» Trecho fornecido
* * * * * * *
De origem no folclore, contavam-se contos de fadas curtos e anônimos para adultos nas aldeias, de geração a geração, tidos como inofensivos e inocentes. Com a invenção da infância pela burguesia, os personagens eram fadas, elfos, magos, dragões, gnomos, anões, princesa e príncipe.

Bettelheim, Andrade e Filha consideram os personagens emblemático dos contos infantis reprodutores da violência de gênero pelos elementos simbólicos que despertam subjetividades na construção identitária. Segundo Bettelheim, a criança entende os significados ocultos da história de maneira inconsciente. A fórmula única para ambos os sexos legitima comportamentos na conformação social. O patriarcado no séc. XIX exigia personagens bons, corretos e benevolentes nos discursos ideológicos impostos.

As narrativas têm sentidos histórico, psicanalítico e sociológico da época, com aspectos morais positivos e negativos. A conformação social normaliza e legitima comportamentos e regras através dos costumes culturais do patriarcado no séc. XIX.   com incestos, canibalismos, infanticídio, abusos, abandonos e punições. Censuradas por muitos pedagogos, os contos de fadas persistem, mas continuam violentos.
* * * * * * *
» Registros de anotação de posição
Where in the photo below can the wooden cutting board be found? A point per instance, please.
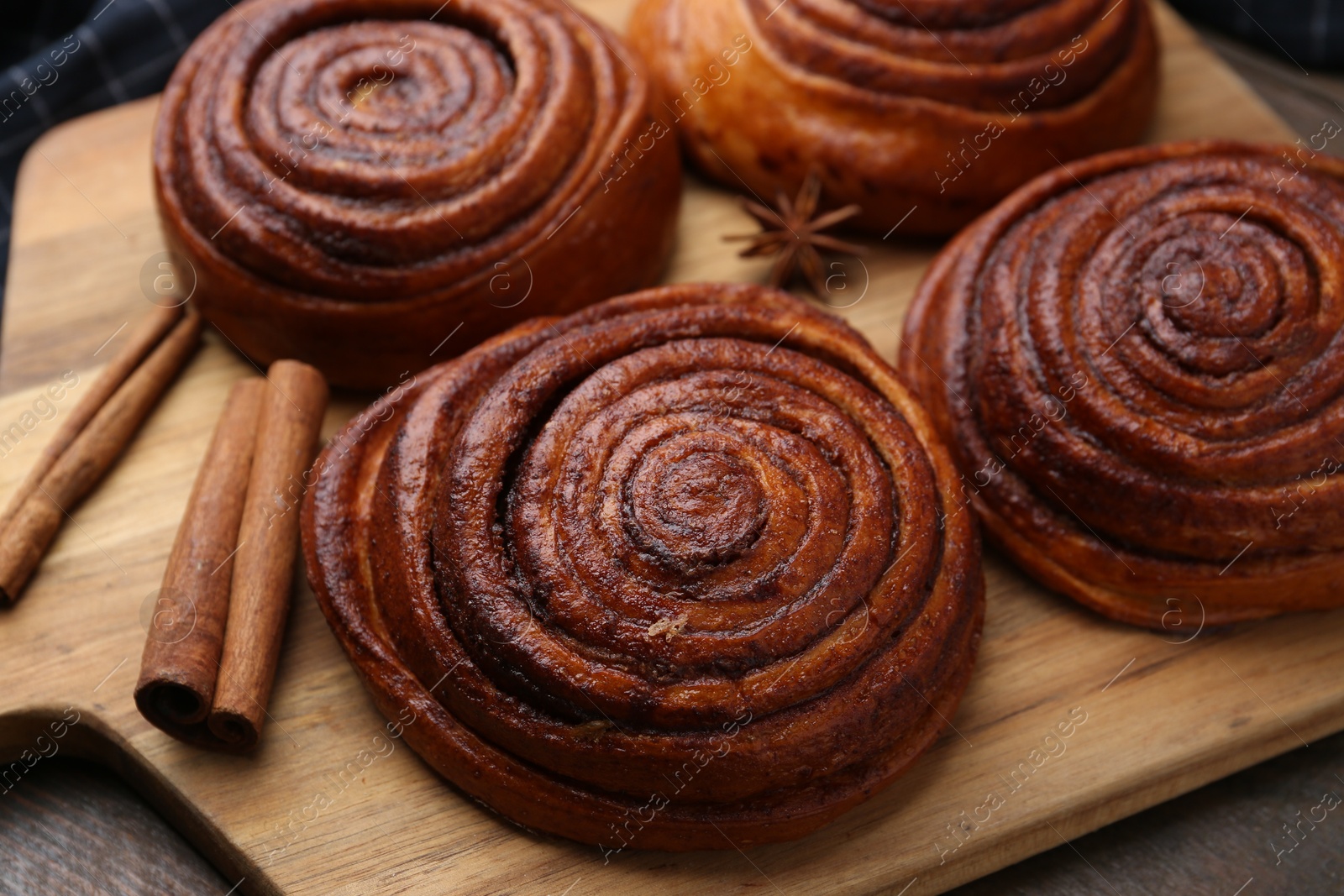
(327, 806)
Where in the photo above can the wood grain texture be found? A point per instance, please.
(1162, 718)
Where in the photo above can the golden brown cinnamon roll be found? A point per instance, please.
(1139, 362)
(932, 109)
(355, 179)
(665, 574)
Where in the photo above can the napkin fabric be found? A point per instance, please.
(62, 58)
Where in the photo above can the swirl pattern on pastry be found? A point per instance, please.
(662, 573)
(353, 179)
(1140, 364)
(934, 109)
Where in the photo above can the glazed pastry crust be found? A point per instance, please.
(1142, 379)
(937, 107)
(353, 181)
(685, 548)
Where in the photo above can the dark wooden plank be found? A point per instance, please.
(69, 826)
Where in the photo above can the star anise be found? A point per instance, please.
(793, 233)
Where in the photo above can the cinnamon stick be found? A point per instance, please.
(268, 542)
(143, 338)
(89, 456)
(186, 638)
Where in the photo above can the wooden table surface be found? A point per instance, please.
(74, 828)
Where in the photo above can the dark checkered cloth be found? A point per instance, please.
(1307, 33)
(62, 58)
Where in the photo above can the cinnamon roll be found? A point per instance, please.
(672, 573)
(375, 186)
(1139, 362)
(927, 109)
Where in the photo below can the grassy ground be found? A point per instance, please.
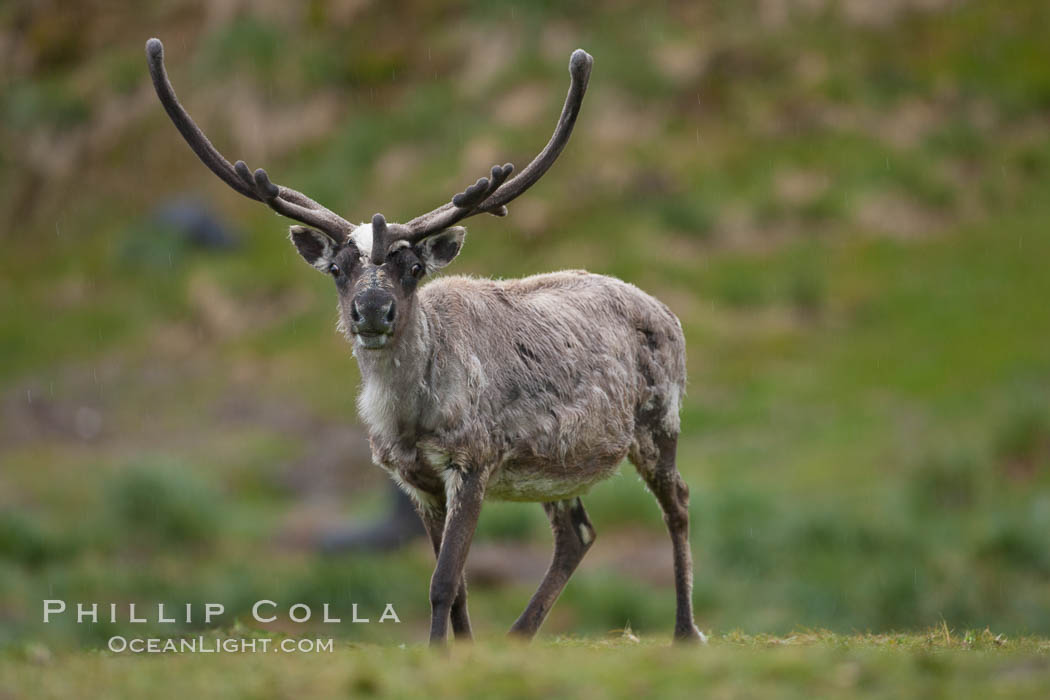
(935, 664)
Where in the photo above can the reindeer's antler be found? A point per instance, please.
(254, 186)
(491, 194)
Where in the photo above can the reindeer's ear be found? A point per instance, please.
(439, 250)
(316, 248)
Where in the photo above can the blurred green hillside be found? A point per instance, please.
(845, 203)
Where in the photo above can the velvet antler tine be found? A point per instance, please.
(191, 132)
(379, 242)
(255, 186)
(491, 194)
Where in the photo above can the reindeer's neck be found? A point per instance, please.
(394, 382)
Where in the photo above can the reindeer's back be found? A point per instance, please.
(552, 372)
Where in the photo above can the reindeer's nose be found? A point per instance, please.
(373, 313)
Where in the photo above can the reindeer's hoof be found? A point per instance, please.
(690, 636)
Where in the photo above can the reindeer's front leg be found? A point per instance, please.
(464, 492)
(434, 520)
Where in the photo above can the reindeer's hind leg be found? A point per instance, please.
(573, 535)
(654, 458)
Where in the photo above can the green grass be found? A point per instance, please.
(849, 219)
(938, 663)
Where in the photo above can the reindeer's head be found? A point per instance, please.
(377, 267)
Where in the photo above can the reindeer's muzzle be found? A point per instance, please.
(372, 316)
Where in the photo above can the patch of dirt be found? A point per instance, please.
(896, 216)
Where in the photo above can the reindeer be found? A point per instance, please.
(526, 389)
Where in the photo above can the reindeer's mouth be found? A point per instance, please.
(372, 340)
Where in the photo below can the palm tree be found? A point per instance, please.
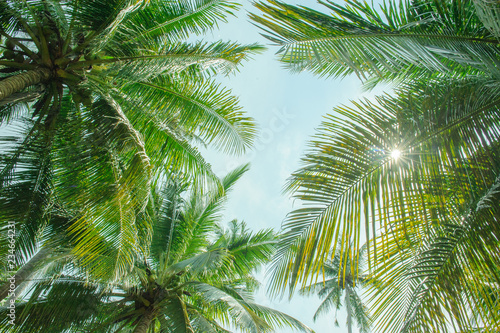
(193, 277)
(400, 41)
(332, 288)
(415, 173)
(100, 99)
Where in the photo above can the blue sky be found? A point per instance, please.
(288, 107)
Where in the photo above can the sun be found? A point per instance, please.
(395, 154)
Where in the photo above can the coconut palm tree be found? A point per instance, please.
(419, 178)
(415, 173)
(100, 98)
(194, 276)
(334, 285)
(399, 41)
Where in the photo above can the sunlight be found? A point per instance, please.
* * * * * * *
» Tarefas
• 1. No texto sobre contos de fadas, como a criança entende os significados ocultos da história, segundo Bettelheim?
• 2. Escreva a continuação do texto sobre contos de fadas a partir da última frase apresentada.

» Respostas em ordem
• 1. De maneira inconsciente.

• 2.
As relações de poder perpetuavam violência feminina nos ideais de menina e menino, príncipe e princesa, o “bem” e o “mal”, masculino e feminino. Padronizavam e normatizavam o amor romântico, o amor eterno, o serem “felizes para sempre”. As versões antigas ilustravam práticas de abusos sexuais e casamentos forçados. Em viés hegemônico, o príncipe se torna o salvador no ideal do feminino e masculino.

As condições precárias e a fome da época justificavam abandono de crianças nas florestas ou à mendicância. O canibalismo era um recurso usado diante a fome extrema.

Nos dias atuai, os  contos  ferem  a Declaração Universal dos Direitos Humano, o Princípio da Dignidade da Pessoa Humana, o Estatuto da Criança e do Adolescente,  agride o Código Penal com Abandono de Incapaz,  Maus-tratos, homicídio, o Código Civil na função social da família nos arts. 1.583 e 1.584 . 

No século XVII, a industrialização ameaçava os contos de fada ao esquecimento. O francês Charles Perrault inaugurou o gênero literário moderno de contos infantis para preservar as histórias.   No século XIX, os irmãos Grimm publicou contos germânicos e franceses para o público infantil e adulto, sem o caráter moralizante de Perrault.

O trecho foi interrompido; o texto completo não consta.